-- start of Source records --

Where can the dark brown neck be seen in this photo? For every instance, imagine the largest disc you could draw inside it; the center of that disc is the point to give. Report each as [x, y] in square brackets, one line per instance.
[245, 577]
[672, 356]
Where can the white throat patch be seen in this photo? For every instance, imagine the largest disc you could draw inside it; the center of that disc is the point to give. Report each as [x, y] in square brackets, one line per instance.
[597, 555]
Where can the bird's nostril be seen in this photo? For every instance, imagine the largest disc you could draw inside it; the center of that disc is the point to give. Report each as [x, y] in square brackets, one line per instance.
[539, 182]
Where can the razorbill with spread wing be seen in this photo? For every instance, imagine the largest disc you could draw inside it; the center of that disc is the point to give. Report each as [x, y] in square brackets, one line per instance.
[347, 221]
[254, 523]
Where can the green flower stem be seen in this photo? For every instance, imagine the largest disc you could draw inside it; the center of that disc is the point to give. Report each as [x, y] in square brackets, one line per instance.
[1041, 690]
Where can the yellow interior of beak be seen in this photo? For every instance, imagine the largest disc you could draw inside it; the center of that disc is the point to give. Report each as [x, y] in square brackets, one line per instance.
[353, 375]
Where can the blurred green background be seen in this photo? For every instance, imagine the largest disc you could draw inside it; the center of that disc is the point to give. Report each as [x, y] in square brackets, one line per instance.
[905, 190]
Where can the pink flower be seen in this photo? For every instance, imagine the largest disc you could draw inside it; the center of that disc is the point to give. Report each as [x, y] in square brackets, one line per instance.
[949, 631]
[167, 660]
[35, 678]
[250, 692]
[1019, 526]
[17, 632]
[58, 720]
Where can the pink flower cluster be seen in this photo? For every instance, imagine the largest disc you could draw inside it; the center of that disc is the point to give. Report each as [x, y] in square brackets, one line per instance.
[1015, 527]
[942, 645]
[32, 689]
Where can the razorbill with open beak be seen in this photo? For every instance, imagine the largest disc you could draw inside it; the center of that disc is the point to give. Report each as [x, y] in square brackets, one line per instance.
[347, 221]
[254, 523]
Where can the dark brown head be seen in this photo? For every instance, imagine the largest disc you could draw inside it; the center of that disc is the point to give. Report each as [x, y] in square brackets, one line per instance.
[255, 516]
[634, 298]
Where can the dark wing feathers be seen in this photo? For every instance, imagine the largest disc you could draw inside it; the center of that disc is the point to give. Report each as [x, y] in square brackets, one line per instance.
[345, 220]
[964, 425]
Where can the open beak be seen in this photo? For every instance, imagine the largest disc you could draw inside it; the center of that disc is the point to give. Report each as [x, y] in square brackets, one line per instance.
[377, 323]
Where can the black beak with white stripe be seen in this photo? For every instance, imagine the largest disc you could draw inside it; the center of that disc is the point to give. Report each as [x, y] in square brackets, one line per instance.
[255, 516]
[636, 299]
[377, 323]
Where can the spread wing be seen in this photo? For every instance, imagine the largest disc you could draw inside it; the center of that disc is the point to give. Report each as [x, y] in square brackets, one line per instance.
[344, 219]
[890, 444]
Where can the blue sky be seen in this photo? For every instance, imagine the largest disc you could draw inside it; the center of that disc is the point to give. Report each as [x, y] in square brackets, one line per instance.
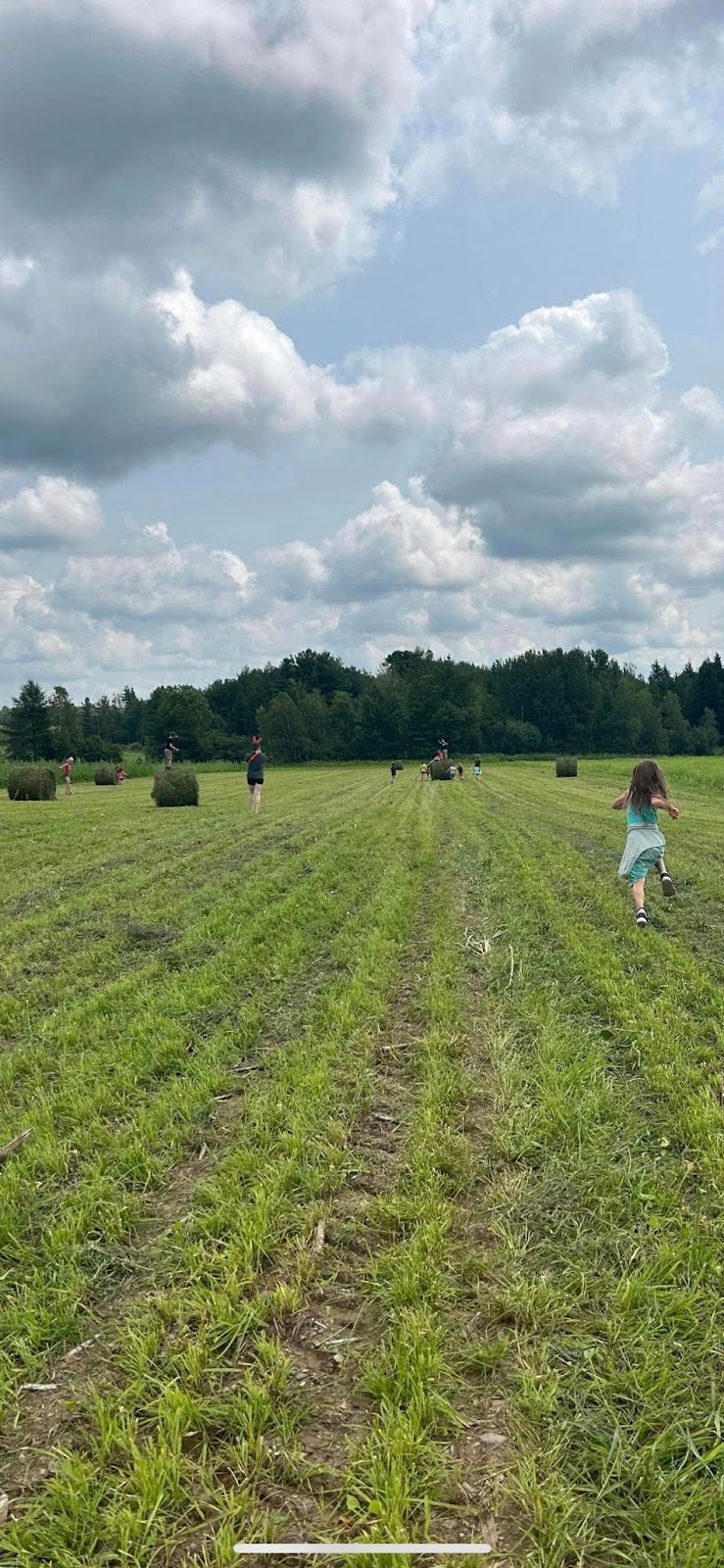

-- end of Source records --

## Stated task
Copy out the listing above word for word, leaving out the pictures.

## Result for this exercise
Where can the dark brown neck be seen in this photo? For every instance, imagine the largest disc you could draw inside it; the center of that disc is the point to give. Report each as [x, y] in square brackets, one line per instance.
[245, 577]
[672, 356]
Where can the white throat patch be seen in this photo? For every instance, imagine the largest disc you could draw inside it; the center of that disc is the point to give. Report each as [x, y] in square brackets, one line per instance.
[597, 555]
Where can the bird's nostril be seen in this photo? For every instance, imagine the largest disc you could draw inside it; the center of that disc is the point to give. Report each as [x, y] in square brackets, one line per instance.
[539, 182]
Where can the razorbill with spread wing be seen in this photo? For every instance, imagine the largest disc you could draw inside it; the center of that disc is the point to give. Report each as [x, y] in square brackets, one line per instance.
[347, 221]
[254, 523]
Where can the green flower stem be seen in this photo? For every instance, imagine the largest disc you could draw inside it; the center of that disc is the point to give. Report each as [x, y] in square brackets, one line per instance.
[1041, 690]
Where can the yellow interior of beak be seen in this photo? For every instance, imagine the largest disc you could draw inside it; the center of that disc is the point to give. Report each as [x, y] in square brackets, one line per instance.
[353, 375]
Where can the blurred green background be seen in this photo? For every instance, imagine the largest disc you could draw inside it; the center of that disc is the point to give. Report each as [x, y] in square brackets, one line per instance.
[905, 190]
Where can the pink flower be seen in this photo? For every instance, imagine the largest disc you could draw inside it; the center of that disc is the point to give. Report each as [x, y] in square brackets, one line per instance.
[949, 631]
[167, 660]
[35, 678]
[250, 692]
[1019, 526]
[17, 632]
[58, 720]
Where can the pink flower cluster be seen in this photo? For every instance, imagine the largest disc you could draw inside it; the center of that disc is the point to give. Report each as [x, y] in square brackets, one line per instance.
[1015, 527]
[942, 645]
[32, 689]
Where can the razorbill with open beak be seen in this photo? For every instance, imagine the largest disc you could draw inside it; the center of that disc is the point to give. Report each as [x, y] in square brackets, one line per instance.
[347, 221]
[254, 523]
Where can the dark brown head be seen in this photo? For every instance, imagine the largest disc you could draw inside it; the center of that disc is the point to give. Report each as [x, y] in square brackets, one line per instance.
[255, 516]
[634, 298]
Where can the dark wing feathers be seen in this photo? For every instance, imagine the largest disc you could draw inside it; the center of that disc is the point to give. Report each as [x, y] in square brackets, one line per instance.
[345, 220]
[964, 425]
Where can the open beak be seen in this photo? For every instance, imagine the largest disc you could draw inside it; the center of that disc is the point to give. Report each as [x, y] in square brackets, one line per instance.
[377, 323]
Where can the black beak with white stripe be seen in this photo? For every instance, imagine the largest disc you could draw inside it; the center of that disc is the point to give. Report each as [x, y] in square brackets, one line per instance.
[255, 516]
[636, 299]
[377, 323]
Where can the spread wing be seen in this photo? For every instance, imagine the largest disc you could draw inside it; the center of that disc is the point to give. Report each as [x, y] in square brackets, one line per instance.
[344, 219]
[890, 444]
Where can the blue sky be seen in this photo? For every instance, imagine the largest disc you could draw inside it; the center of that disc is the point to give. Report each as [x, y] in square brackets, one line per instance.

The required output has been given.